>>>
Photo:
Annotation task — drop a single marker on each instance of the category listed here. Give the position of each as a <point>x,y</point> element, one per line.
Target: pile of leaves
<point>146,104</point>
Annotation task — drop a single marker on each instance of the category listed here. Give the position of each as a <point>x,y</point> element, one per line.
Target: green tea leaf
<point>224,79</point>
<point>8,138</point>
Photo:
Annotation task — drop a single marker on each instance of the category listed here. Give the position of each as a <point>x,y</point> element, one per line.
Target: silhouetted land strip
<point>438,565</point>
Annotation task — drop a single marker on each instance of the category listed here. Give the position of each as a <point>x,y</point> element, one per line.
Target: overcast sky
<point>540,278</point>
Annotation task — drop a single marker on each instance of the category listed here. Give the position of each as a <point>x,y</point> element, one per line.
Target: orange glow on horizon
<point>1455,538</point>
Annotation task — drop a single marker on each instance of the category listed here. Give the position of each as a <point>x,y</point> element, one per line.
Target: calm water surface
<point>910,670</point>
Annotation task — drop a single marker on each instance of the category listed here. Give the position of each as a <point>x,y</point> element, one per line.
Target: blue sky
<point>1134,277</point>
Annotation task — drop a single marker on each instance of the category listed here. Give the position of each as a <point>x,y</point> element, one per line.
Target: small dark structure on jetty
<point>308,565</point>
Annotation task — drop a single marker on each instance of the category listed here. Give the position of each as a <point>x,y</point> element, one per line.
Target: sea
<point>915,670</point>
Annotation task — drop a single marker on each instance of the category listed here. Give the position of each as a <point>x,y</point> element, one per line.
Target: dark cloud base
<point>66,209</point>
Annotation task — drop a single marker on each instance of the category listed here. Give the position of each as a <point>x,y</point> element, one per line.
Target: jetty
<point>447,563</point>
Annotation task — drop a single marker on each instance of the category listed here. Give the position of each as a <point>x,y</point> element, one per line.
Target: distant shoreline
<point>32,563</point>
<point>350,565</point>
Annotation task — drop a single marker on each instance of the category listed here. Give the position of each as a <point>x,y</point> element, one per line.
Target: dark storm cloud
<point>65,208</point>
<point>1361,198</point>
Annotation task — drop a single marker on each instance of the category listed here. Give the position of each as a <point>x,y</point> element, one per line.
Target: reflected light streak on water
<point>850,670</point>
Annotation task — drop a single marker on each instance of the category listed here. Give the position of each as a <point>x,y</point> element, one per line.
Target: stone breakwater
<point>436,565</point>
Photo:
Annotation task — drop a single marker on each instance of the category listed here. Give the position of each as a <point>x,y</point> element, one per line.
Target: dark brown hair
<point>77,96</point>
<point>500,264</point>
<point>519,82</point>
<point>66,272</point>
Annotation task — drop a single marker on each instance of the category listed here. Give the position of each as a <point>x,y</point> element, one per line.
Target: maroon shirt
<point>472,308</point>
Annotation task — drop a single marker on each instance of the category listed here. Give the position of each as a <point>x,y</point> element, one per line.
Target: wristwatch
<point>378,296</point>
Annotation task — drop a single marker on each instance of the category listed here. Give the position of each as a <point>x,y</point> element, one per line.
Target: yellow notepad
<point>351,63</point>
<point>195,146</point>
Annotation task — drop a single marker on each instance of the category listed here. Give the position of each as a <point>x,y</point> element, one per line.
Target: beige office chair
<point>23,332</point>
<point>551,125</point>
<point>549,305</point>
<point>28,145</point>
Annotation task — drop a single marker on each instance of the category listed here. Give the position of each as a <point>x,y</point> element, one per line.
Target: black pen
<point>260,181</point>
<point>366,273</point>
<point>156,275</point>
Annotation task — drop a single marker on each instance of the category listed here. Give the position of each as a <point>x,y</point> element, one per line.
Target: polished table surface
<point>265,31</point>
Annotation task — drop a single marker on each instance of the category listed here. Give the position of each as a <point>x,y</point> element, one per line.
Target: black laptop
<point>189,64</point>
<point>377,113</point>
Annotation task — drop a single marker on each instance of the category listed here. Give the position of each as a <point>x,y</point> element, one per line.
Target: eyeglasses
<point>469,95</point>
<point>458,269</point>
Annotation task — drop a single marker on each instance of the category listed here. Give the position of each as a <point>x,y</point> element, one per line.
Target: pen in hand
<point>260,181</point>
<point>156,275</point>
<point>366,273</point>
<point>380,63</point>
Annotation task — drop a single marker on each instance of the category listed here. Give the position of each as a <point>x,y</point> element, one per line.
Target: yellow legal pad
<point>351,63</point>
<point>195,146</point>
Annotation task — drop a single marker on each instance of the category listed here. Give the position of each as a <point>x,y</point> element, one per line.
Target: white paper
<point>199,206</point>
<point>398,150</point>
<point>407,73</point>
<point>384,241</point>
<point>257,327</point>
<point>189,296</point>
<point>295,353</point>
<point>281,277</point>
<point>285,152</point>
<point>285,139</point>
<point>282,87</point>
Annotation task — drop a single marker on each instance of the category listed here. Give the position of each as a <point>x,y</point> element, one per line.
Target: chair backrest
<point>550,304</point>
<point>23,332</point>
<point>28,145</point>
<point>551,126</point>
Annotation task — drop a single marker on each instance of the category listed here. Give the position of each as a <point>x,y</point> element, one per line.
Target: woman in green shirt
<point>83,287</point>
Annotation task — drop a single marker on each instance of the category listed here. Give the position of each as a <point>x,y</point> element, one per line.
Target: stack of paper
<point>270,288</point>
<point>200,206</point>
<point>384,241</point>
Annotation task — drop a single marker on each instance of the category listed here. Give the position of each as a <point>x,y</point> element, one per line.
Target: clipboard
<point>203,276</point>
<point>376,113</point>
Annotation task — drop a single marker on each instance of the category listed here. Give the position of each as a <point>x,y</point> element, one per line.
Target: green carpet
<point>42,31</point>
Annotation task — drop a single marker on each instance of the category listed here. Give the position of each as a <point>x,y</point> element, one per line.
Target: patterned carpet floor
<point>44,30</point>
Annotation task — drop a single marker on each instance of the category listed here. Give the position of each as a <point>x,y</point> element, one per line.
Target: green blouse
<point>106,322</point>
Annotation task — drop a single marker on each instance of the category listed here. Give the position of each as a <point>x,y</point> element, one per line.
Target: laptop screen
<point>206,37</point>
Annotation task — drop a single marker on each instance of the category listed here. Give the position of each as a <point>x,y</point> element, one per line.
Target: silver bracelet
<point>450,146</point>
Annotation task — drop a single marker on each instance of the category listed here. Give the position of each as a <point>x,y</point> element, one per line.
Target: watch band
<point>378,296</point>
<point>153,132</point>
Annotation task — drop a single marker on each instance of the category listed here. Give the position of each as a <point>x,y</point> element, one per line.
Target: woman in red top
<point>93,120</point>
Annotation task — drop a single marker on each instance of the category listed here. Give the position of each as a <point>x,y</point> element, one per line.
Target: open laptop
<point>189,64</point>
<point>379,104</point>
<<<
Recast every line of the rows above as a Markdown table with the columns No. and Text, numbering each line and leaving out blank lines.

| No. | Text |
|---|---|
| 1 | Photo: |
| 2 | Annotation task — drop a single marker on each instance of the category listed here. Give the position of each as a <point>x,y</point> element, one per line. |
| 3 | Target: pile of leaves |
| 4 | <point>146,104</point> |
| 5 | Annotation task — drop a single marker on each instance of the category listed here. Give the position of each as a <point>x,y</point> element, one per line. |
| 6 | Target: green tea leaf |
| 7 | <point>224,79</point> |
| 8 | <point>8,138</point> |
| 9 | Photo: |
| 10 | Annotation task — drop a single marker on each instance of the category listed here. Give the position of each as a <point>x,y</point> element, one per line. |
| 11 | Target: silhouetted land strip |
| 12 | <point>438,565</point> |
| 13 | Annotation task — drop a single marker on each instance of the category listed here. Give the position of each as a <point>x,y</point> element, one per line. |
| 14 | Target: overcast sky |
| 15 | <point>540,278</point> |
| 16 | Annotation task — drop a single marker on each instance of the category listed here. Give the position of each as a <point>x,y</point> element, one per line. |
| 17 | Target: orange glow on horizon |
| 18 | <point>1455,538</point> |
| 19 | Annotation task — drop a single marker on each instance of the category listed here. Give the position of each as a <point>x,y</point> element, one per line. |
| 20 | Target: calm water surface |
| 21 | <point>910,670</point> |
| 22 | Annotation task — drop a single marker on each instance of the category listed here. Give the position of each as a <point>x,y</point> element, one per line. |
| 23 | Target: blue sky |
| 24 | <point>1134,277</point> |
| 25 | Annotation task — drop a single marker on each instance of the category listed here. Give the position of each as a <point>x,y</point> element, one per line. |
| 26 | Target: small dark structure on jetty |
| 27 | <point>308,565</point> |
| 28 | Annotation task — drop a single marker on each instance of the category listed here. Give the position of each as a <point>x,y</point> element, one per line. |
| 29 | Target: sea |
| 30 | <point>915,670</point> |
| 31 | Annotation task — drop a single marker on each instance of the category listed here. Give the position of each as a <point>x,y</point> element, one per line. |
| 32 | Target: dark cloud base |
| 33 | <point>66,209</point> |
| 34 | Annotation task — drop a single marker on each instance of the category listed here. Give the position of each as a <point>x,y</point> element, one per line. |
| 35 | Target: jetty |
| 36 | <point>447,563</point> |
| 37 | Annotation task — drop a single marker on each instance of the category listed here. Give the position of each as a <point>x,y</point> element, one per line. |
| 38 | Target: distant shoreline |
| 39 | <point>32,563</point> |
| 40 | <point>350,565</point> |
| 41 | Annotation task — drop a single marker on each instance of the category listed here. Give the position of each as a <point>x,y</point> element, one per line. |
| 42 | Target: dark storm cloud |
| 43 | <point>65,208</point> |
| 44 | <point>1361,198</point> |
| 45 | Annotation task — drop a single marker on each instance of the category listed here. Give the position of each as a <point>x,y</point> element, one per line. |
| 46 | Target: reflected light streak on water |
| 47 | <point>850,670</point> |
| 48 | Annotation task — drop a single marker on each instance of the category listed here. Give the position of each as a <point>x,y</point> element, one per line. |
| 49 | Target: stone breakwater |
| 50 | <point>436,565</point> |
| 51 | Photo: |
| 52 | Annotation task — drop a single marker on each instance of the category listed here. Give the position of each as a <point>x,y</point> element, one per line. |
| 53 | Target: dark brown hair |
| 54 | <point>77,96</point> |
| 55 | <point>500,264</point> |
| 56 | <point>519,82</point> |
| 57 | <point>66,272</point> |
| 58 | Annotation task — drop a single marker on each instance of the category listed here. Give the position of each as a <point>x,y</point> element, one per line. |
| 59 | Target: maroon shirt |
| 60 | <point>472,308</point> |
| 61 | Annotation task — drop a single marker on each instance of the category listed here. Give the position of each as a <point>x,y</point> element, one per line. |
| 62 | Target: wristwatch |
| 63 | <point>378,296</point> |
| 64 | Annotation task — drop a single marker on each instance of the category listed here. Give the position of each as a <point>x,y</point> element, one per line. |
| 65 | Target: yellow notepad |
| 66 | <point>351,63</point> |
| 67 | <point>195,146</point> |
| 68 | Annotation task — drop a single marker on each instance of the category listed here. Give the position of each as a <point>x,y</point> element, one per line. |
| 69 | Target: beige office chair |
| 70 | <point>23,332</point> |
| 71 | <point>551,125</point> |
| 72 | <point>549,305</point> |
| 73 | <point>28,145</point> |
| 74 | Annotation task — drop a single marker on each instance of the category listed here. Give the position of each as a <point>x,y</point> element, one per line. |
| 75 | Target: black pen |
| 76 | <point>260,181</point> |
| 77 | <point>366,273</point> |
| 78 | <point>156,275</point> |
| 79 | Annotation task — drop a single marker on each instance of the category listed here. Give the position of each as a <point>x,y</point> element, one per line. |
| 80 | Target: polished table surface |
| 81 | <point>265,31</point> |
| 82 | Annotation task — drop a single marker on each instance of the category listed here. Give the position of each as a <point>x,y</point> element, one per line. |
| 83 | Target: black laptop |
| 84 | <point>189,64</point> |
| 85 | <point>377,113</point> |
| 86 | Annotation task — drop a single marker on each instance of the category listed here. Give the position of each as a <point>x,y</point> element, one per line. |
| 87 | Target: eyeglasses |
| 88 | <point>469,95</point> |
| 89 | <point>458,269</point> |
| 90 | Annotation task — drop a single marker on each instance of the category listed here. Give the position of each as a <point>x,y</point> element, one per line. |
| 91 | Target: pen in hand |
| 92 | <point>260,181</point> |
| 93 | <point>156,275</point> |
| 94 | <point>366,273</point> |
| 95 | <point>380,63</point> |
| 96 | Annotation task — drop a single marker on each instance of the category listed here. Give the position of each as a <point>x,y</point> element, one per line. |
| 97 | Target: yellow legal pad |
| 98 | <point>351,63</point> |
| 99 | <point>195,146</point> |
| 100 | Annotation task — drop a single marker on each instance of the category listed here. Give the position of each as a <point>x,y</point> element, one per line. |
| 101 | Target: white paper |
| 102 | <point>199,206</point> |
| 103 | <point>398,150</point> |
| 104 | <point>407,73</point> |
| 105 | <point>384,241</point> |
| 106 | <point>257,327</point> |
| 107 | <point>189,296</point> |
| 108 | <point>295,353</point> |
| 109 | <point>281,277</point> |
| 110 | <point>285,152</point> |
| 111 | <point>285,139</point> |
| 112 | <point>282,87</point> |
| 113 | Annotation task — drop a single marker on each instance of the category listed here. Give the position of each as a <point>x,y</point> element, one per line. |
| 114 | Target: chair backrest |
| 115 | <point>550,304</point> |
| 116 | <point>23,332</point> |
| 117 | <point>28,145</point> |
| 118 | <point>551,126</point> |
| 119 | Annotation task — drop a single marker on each instance of the category listed here. Give the position of each as a <point>x,y</point> element, one per line. |
| 120 | Target: woman in green shirt |
| 121 | <point>83,287</point> |
| 122 | Annotation task — drop a single marker on each instance of the category listed here. Give the position of each as a <point>x,y</point> element, one per line. |
| 123 | Target: stack of paper |
| 124 | <point>270,288</point> |
| 125 | <point>200,206</point> |
| 126 | <point>384,241</point> |
| 127 | Annotation task — drop a single marker on each instance of the category listed here. Give the position of each as a <point>x,y</point> element, one per line. |
| 128 | Target: clipboard |
| 129 | <point>203,276</point> |
| 130 | <point>376,113</point> |
| 131 | Annotation task — drop a single marker on each instance of the category listed here. Give the position of each as a <point>x,y</point> element, one per line. |
| 132 | Target: green carpet |
| 133 | <point>42,31</point> |
| 134 | Annotation task — drop a single marker on each instance of the category listed here. Give the position of each as a <point>x,y</point> element, one per line. |
| 135 | Target: patterned carpet floor |
| 136 | <point>44,30</point> |
| 137 | Annotation task — drop a single marker on each instance of the category listed here. Give the position of each as a <point>x,y</point> element, one per line. |
| 138 | Target: green blouse |
| 139 | <point>106,322</point> |
| 140 | Annotation task — drop a single marker on each instance of the category listed here. Give the position of each as a <point>x,y</point> element, one per line. |
| 141 | Target: laptop screen |
| 142 | <point>206,37</point> |
| 143 | Annotation task — drop a single marker on each instance of the category listed here. Give the position of each as a <point>x,y</point> element, one per line. |
| 144 | Target: silver bracelet |
| 145 | <point>450,146</point> |
| 146 | Annotation task — drop a single marker on each instance of the category listed here. Give the position of each as a <point>x,y</point> element, one per line. |
| 147 | Target: watch band |
| 148 | <point>378,296</point> |
| 149 | <point>153,132</point> |
| 150 | Annotation task — drop a single marker on each instance of the category listed here. Give the position of each as a <point>x,y</point> element, one per line. |
| 151 | Target: woman in red top |
| 152 | <point>93,120</point> |
| 153 | Annotation task — drop a single marker on each instance of the category listed here. Give the position of each as a <point>x,y</point> element, one per line. |
| 154 | Target: open laptop |
| 155 | <point>189,64</point> |
| 156 | <point>379,104</point> |